**Exercise instructions:** Extend the forum thread about precipitating gold from an iodine solution, starting right after its final post.

**Text segment:**
# KI/I.2 Precipitation Questions - Colors - Time sensitive



## DNIndustry (Nov 13, 2008)

Brand new to the board..
F*IN AWESOME!!!
Finishing.com is to ....Focused.


I have been researching and testing for a while now. 
I have initial test 3500g of gold plated contacts and center pins from high end Comm equipment. I checked their specs and its gold plate.

Id did several variations of AR and tryed to precipitate with SMB. I calculated out how much metal was actually consumed by the acid. Its not dropping. The liquid is still black. I neutralized the nitric with urea, but its still extremely acidic.. around 1pH. What should the pH be at to drop properly,


My main questions are about KI / I2. I used 4:1:10(h20) ratio. I am following the attached patent. 

I will disolve some gold plating til i see the white nickel sublayer.
when I precipitate I use Hydroxylanime-HCL neutralized.
My solution even prior to stripping is 4.25 pH.
I use Pure Iodine crystals.
Once I start the pH drops to 1.5
I calibrated my meter just to be sure.


I used NH4CL/NH4OH buffer 1:1
When I precipitate I get a white/purple sediment with a small amount of gold yellow sediment. The solution goes blue and is about an 8pH

Is the Yellow Gold oxide? or Gold Hydroxide?
What is the purple? Is it KAuI4 or a nickel base>
Time is important...Any help would be fantastic....
thanks
-DNI


----------



## Shecker (Nov 13, 2008)

I recently discovered that if you add some potassium ferricyanide to an iodine solution it will make a very green precipitates. This can be be one of two things -- gold or palladium. They both form the same green colored precipitate from an iodine solution. You might consider using ascorbic acid has a potential reducing agent for gold from an iodine solution.

Randy in Gunnison


----------



## Shecker (Nov 13, 2008)

I have a report out of Japan involving the use of I3 for leaching precious metals and recovering the gold with ascorbic acid. If someone will pm me I will get the pdf document to them for inclusion on the forum.

Randy in Gunnison


----------



## Harold_V (Nov 13, 2008)

DNIndustry said:


> Id did several variations of AR and tryed to precipitate with SMB. I calculated out how much metal was actually consumed by the acid. Its not dropping. The liquid is still black.


Let me get a clear understanding. 

You are using AR to strip gold, with the idea that you can selectively remove the gold, stopping when you hit the nickel barrier level? 

Now you can't make a recovery? Do I understand your question properly?

Harold


----------



## Lou (Nov 13, 2008)

It would've been a good idea to cyanide strip the gold off the pins, if they are indeed struck with a nickel baseplate over (I assume) copper. That would've worked a treat.

**Supplied information:**
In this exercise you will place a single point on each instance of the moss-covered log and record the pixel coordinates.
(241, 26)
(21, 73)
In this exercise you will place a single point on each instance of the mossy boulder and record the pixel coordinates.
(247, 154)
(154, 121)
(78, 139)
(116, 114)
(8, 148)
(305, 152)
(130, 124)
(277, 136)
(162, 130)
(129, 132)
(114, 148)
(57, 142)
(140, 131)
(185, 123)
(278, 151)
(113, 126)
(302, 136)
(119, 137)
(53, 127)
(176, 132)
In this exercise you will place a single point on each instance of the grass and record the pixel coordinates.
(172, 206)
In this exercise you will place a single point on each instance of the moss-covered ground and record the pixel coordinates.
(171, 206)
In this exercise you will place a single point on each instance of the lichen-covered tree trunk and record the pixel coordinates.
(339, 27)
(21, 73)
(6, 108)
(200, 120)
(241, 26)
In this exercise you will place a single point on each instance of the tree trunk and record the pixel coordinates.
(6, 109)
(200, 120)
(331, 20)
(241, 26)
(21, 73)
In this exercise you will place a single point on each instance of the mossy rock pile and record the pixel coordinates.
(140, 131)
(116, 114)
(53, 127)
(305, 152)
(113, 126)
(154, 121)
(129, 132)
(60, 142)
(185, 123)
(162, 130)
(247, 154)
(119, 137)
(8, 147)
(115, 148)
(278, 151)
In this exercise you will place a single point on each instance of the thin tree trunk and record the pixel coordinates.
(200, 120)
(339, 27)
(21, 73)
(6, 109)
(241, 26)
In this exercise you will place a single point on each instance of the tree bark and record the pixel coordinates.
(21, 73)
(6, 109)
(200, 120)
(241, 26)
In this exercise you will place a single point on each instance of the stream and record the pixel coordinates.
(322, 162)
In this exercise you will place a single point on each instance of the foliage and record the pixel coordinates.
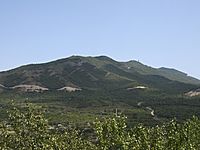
(27, 128)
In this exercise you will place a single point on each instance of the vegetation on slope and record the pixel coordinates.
(28, 129)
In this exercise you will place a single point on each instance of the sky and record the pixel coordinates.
(158, 33)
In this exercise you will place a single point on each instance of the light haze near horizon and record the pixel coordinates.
(158, 33)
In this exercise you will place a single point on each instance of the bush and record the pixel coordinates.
(27, 128)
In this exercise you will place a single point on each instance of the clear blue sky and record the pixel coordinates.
(156, 32)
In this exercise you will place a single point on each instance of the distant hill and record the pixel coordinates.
(96, 73)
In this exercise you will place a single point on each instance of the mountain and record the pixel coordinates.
(81, 89)
(96, 73)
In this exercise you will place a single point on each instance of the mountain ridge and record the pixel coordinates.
(96, 73)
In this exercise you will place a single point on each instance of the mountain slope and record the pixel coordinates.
(96, 73)
(172, 74)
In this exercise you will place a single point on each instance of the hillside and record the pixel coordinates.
(96, 73)
(79, 89)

**Output of the exercise:**
Lou


----------



## lazersteve (Nov 13, 2008)

Since I don't have any cyanide, I would use the sulfuric cell and a copper mesh basket.

Steve


----------



## DNIndustry (Nov 14, 2008)

Sorry I was confusing.

I am using the Iodate -3 ion to strip. Very fast. 
I pull it out be fore I hit the nickel.

I use hydroylamine-hcl to drop. Its neutralize with NaOh.
If I dont use a buffer it drops KAuI4-(Purple)
If I add excess NaOH it goes yellow. I think it is gold hydroxide
I put it in some aluminum containers to dry...
the aluminium actually started to reduce it....

I used the NH4CL/NH4OH buffer i fear I have some Gold Fulminate in my garage...Whats the best way to get rid of the ammonia or check with out dying? 

Any info on colors or better directions would be helpful.!!


----------



## Harold_V (Nov 14, 2008)

I'll spell this issue out as easily as I can, but be aware that I am not a chemist, just a guy that refined gold for many years. 

No one in their right mind uses AR to remove gold from base metals. The problem you have is one of not being able to stop the dissolution of other metals, which, in turn, precipitate the values in the process. If you feel you can pull the items out in time to avoid that happening, you're going to lose gold, either by not removing it entirely, or by precipitation of values on the base metal as the acid is depleted. It's a no-win situation. 

I have a completely different attitude towards the process under different circumstances. The use of AR for recovery of values when they are applied to non-reactive substances is a whole different issue. It works fine for gold recovery from chips, for example. 

You have a few options. One of them is to use a buffered stripper (cyanide), which is selective and will recover the values without precipitating on the base metal(s).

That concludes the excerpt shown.